◆ **WHAT IS EXPECTED**:
Drop all images and give the records again exactly.

◆ **DATA TO PROCESS**:
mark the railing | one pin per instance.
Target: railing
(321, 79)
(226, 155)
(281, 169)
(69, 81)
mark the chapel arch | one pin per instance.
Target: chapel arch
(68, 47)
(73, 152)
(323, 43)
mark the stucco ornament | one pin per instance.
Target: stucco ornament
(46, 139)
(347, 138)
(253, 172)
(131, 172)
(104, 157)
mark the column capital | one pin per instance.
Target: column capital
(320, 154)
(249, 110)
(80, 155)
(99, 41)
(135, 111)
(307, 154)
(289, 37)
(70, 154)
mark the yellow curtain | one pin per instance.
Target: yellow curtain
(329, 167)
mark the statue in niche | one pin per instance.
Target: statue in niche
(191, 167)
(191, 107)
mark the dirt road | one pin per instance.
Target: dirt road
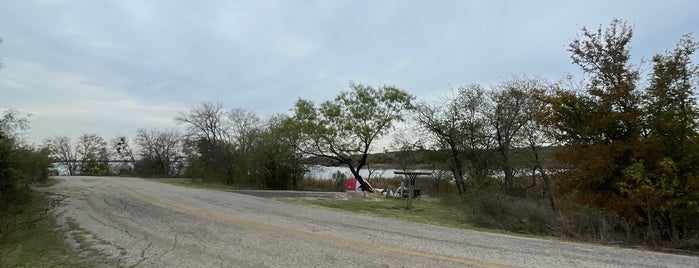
(140, 223)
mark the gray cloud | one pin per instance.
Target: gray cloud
(114, 66)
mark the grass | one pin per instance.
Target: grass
(30, 237)
(424, 210)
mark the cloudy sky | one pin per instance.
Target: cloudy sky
(113, 66)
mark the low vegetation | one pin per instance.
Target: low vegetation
(30, 236)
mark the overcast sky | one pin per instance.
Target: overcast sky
(111, 67)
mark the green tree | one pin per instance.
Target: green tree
(601, 128)
(343, 130)
(277, 163)
(512, 111)
(207, 142)
(93, 153)
(62, 151)
(627, 151)
(20, 164)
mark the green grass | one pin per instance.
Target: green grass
(30, 237)
(424, 210)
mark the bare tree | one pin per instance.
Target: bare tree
(63, 151)
(207, 122)
(160, 150)
(93, 154)
(513, 103)
(343, 131)
(459, 128)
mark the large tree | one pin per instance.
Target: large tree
(599, 125)
(512, 111)
(93, 155)
(160, 151)
(627, 150)
(343, 130)
(208, 142)
(460, 129)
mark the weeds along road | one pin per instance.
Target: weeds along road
(140, 223)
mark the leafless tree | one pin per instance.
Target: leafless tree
(63, 151)
(160, 150)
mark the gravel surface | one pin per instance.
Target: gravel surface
(139, 223)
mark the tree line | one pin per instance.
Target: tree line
(624, 164)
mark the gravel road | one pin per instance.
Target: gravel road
(132, 222)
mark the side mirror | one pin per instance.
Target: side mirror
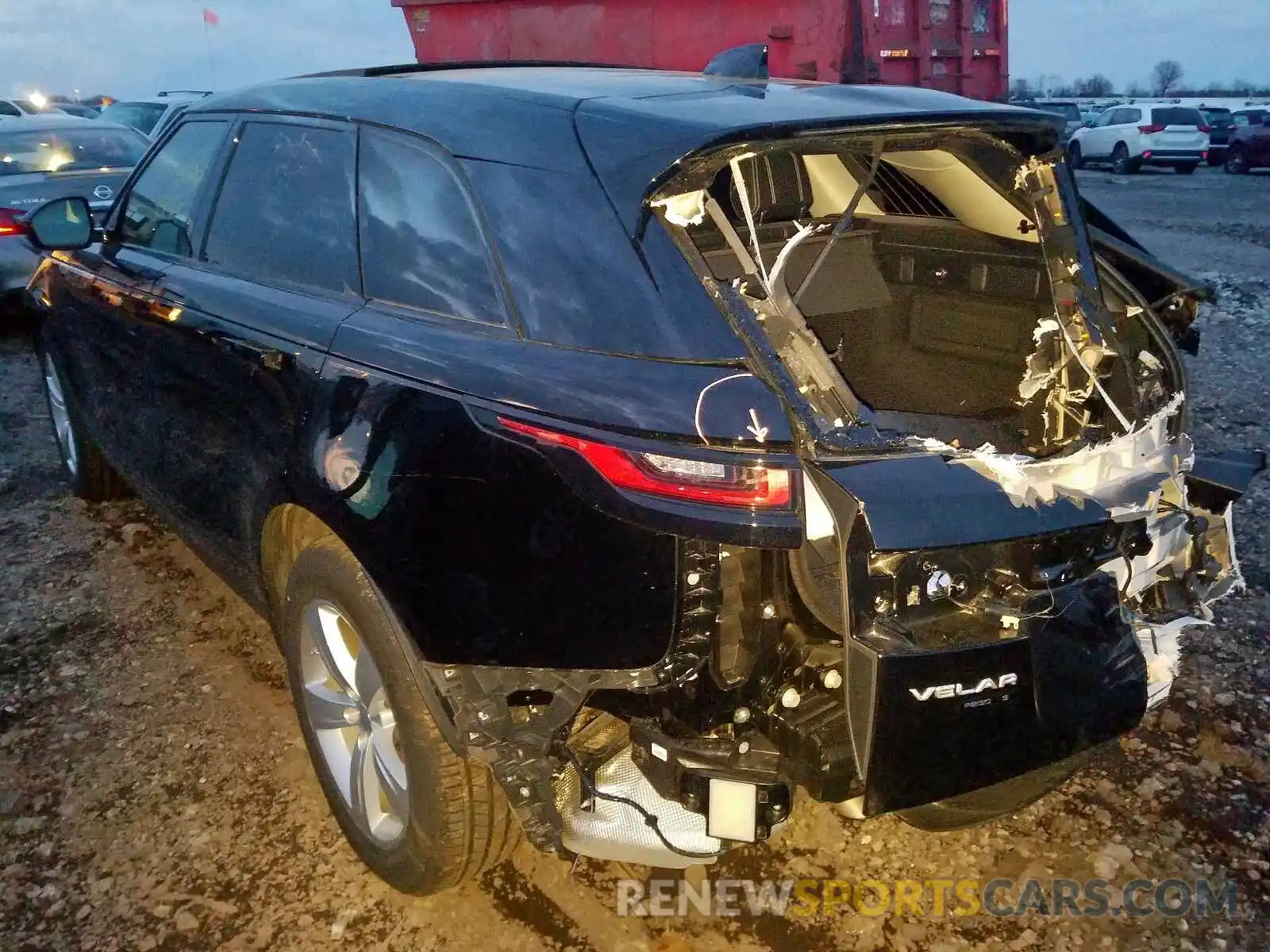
(61, 225)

◆ **SOLUTION TO THE PROBLEM**:
mark the railing | one pin per instance.
Target: railing
(321, 79)
(226, 155)
(281, 169)
(69, 81)
mark the chapel arch | one pin per instance.
Target: chapel arch
(68, 47)
(73, 152)
(323, 43)
mark the stucco ornament | one pin per instance.
Target: stucco ornament
(46, 139)
(347, 138)
(253, 172)
(131, 172)
(104, 157)
mark the column capital | one pin per instance.
Target: column capital
(320, 154)
(249, 110)
(80, 155)
(99, 41)
(135, 111)
(307, 154)
(289, 37)
(70, 154)
mark the yellow curtain | one pin per instance.
Target: yellow curtain
(329, 167)
mark the statue in niche | one pin per instance.
Target: statue in niche
(191, 167)
(191, 107)
mark the dirt road | one pin per instance.
Target: dirt road
(140, 223)
mark the gray cloud | one pin per instance.
Target: gray cloud
(114, 66)
mark the grass | one pin per instance.
Target: grass
(30, 237)
(424, 210)
mark the cloudy sky | one pin per instance.
Target: cloudy sky
(113, 66)
mark the low vegetation | one pin per instance.
Target: low vegetation
(30, 236)
mark the overcast sky | one pin per instance.
Target: overcast sky
(111, 67)
mark the green tree | one pin per instance.
Target: green tree
(601, 128)
(343, 130)
(277, 163)
(512, 111)
(207, 142)
(93, 153)
(62, 151)
(627, 151)
(20, 164)
mark the green grass | one pin per instance.
Target: green grass
(30, 237)
(424, 210)
mark the bare tree | one pin per instance.
Target: bare tree
(63, 151)
(207, 122)
(160, 150)
(93, 154)
(513, 103)
(343, 131)
(459, 128)
mark the large tree | one pin per instance.
Target: large tree
(599, 125)
(512, 111)
(93, 155)
(160, 151)
(627, 150)
(343, 130)
(208, 142)
(460, 129)
mark the weeds along road | one pin per instance.
Target: weeds along road
(140, 223)
mark the leafless tree | one pin per instance.
Target: leafless tree
(63, 151)
(160, 150)
mark the gravel surface | one pin per instance.
Target: gravel surface
(139, 223)
mark the tree line | one pin per instance.
Target: tree line
(624, 164)
mark the gravel road | one pin per instance.
Target: gravel road
(132, 222)
mark the side mirror | one pin per instance.
Target: side mirror
(61, 225)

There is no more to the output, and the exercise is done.